Given instruction 1:
Set down the passage of the blog post about short stories below, copying it word for word between "The ones I’ve" and "facts in common.", inclusive.
Given instruction 2:
Take the blog post about short stories below further, continuing from the end of its final sentence.

Excerpt provided:
"""
Short Stories, Writers, Translation, Question Marks, Etc.

This is a very long post that could probably be much more precise and concise, but this is my blog so I just let it roll.

Short stories. They’re difficult to describe. In his column on the form in The Rumpus, Peter Orner explains the problem:

Because the thing about stories, and this might be the exact reason they so often fly under the radar is that few things are harder to talk about than why a particular story is great. It’s like trying to explain love and not love. It goes back to that pang.

The ones I’ve been putting in the most time with are from Zoetrope: All-Story’s Spring 2009 Latin American Issue, edited by Daniel Alarcón and Diego Trelles-Paz, and The Best of Contemporary Mexican Fiction, a bilingual anthology put out by Dalkey Archive and edited by Álvaro Uribe. A few stories from each have stood out for me (Have you read any Alejandro Zambra? If not, go here.), but especially the late Aura Estrada’s “An Open Secret” from All-Story and Álvaro Enrigue’s “Sobre la muerte del autor” from The Best of…*

Both stories are about writers and the writing process. Both are by Mexicans. Their last names also both begin with ‘E,’ but we don’t need to get carried away. I’m compelled to connect them, but I’m not sure they have much more than these basic facts in common.

Estrada’s story (translated by her husband, fellow writer Francisco Goldman) reminds me of Bolaño, though I’d rather not say it. I considered ways to say it without saying it, but they fell short. It’s about a writer, Borgini, who is in the process of writing a piece for the New New Writers’ Congress. On his way to the location of the congress, referred to only as M., he is hopeful, jotting down notes. When he arrives, though, he begins to encounter problems that only a writer could so exquisitely depict: the screen “stared back at him like a luminous eye revealing nothing” and later glows “like a sign of desperation or hope.” At the slightest provocation, he’s convinced to leave his desk to go out with someone he usually wouldn’t associate with because “he’d never been anthologized” and his one novel fell into obscurity. After we learn of an old ill-conceived romantic relationship of Borgini’s, days have passed. As he is about to go onstage it is revealed that he will be reading with the former love and his story is only one word long. He reads it to roaring applause that sends him spiraling into hysterical laughter.

It is about pretentiousness. You don’t like Borgini because he’s a pompous ass, wholly convinced of the importance of arbitrary “new New” and “old New” groups of writers. Regardless, you can empathize with his relations to the screen and his ultimate meltdown. Through a dream sequence and subsequent displays of vulnerability, Borgini is established as someone overwhelmed by the demands of both creation and keeping up the required façade. He’s a slave to his ambition, yet able to recognize undue praise. Perhaps the true open secret is that the world he’s so desperate to be accepted into is a sham, its importance self-created?

With “Sobre la muerte del autor,” Enrigue simply kills it. This story (which you can read in translation here) has me tracking down his novels in Spanish and spending too much money on them so that I can read them at half the speed I read English and still love every second of it. He writes two stories on top of each other: one is that of Ishi, the last living member of a Native American tribe who lived out his final years in a museum, and the other is the narrator’s experience attempting to write Ishi’s story, mixed with illuminating personal anecdotes. All roads lead back to the idea that that which is literal cannot be literary.
"""
Available data:
"""
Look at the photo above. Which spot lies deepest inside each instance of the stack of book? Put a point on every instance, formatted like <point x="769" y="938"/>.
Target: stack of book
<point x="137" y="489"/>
"""
Expected answer 1:
The ones I’ve been putting in the most time with are from Zoetrope: All-Story’s Spring 2009 Latin American Issue, edited by Daniel Alarcón and Diego Trelles-Paz, and The Best of Contemporary Mexican Fiction, a bilingual anthology put out by Dalkey Archive and edited by Álvaro Uribe. A few stories from each have stood out for me (Have you read any Alejandro Zambra? If not, go here.), but especially the late Aura Estrada’s “An Open Secret” from All-Story and Álvaro Enrigue’s “Sobre la muerte del autor” from The Best of…*

Both stories are about writers and the writing process. Both are by Mexicans. Their last names also both begin with ‘E,’ but we don’t need to get carried away. I’m compelled to connect them, but I’m not sure they have much more than these basic facts in common.

Expected answer 2:
When I saw Enrigue read this piece at the panel on the collection during the PEN World Voices Festival, he said that it is about extinction. Clearly Ishi, as the last of his kind, represents the horrifying extinction of his indigenous tribe; however, one must dig deeper for precisely where the “death of the author” occurs. Like “An Open Secret,” this story recognizes the phony components of the literary life and the humor that extends from them—like when he brings poems of Ferlinghetti on a road trip to look cool, and his ex-wife’s grandmother enjoys them.

Not so self-deprecating are the parts that address the writing process directly, noting that making Ishi’s story literary shouldn’t be difficult for someone skilled at “saying one thing while meaning another.” The story—the literal version of which we do get to read in its entirety—“wants to say what it wants to say,” not what the author wants it to say. The transitions between Ishi’s story and the narrator’s are impeccably smooth, and he illustrates the literary vs. literal fight through the examples of a redhead who wears a t-shirt that says “Redhead” contrasted with a forest in Mexico City named “Desert of the Lions.” What the narrator seeks is “a lack that transforms into mythology.” The trouble with Ishi’s story is that its significance is obvious, to labor too much over it makes the story political and dull.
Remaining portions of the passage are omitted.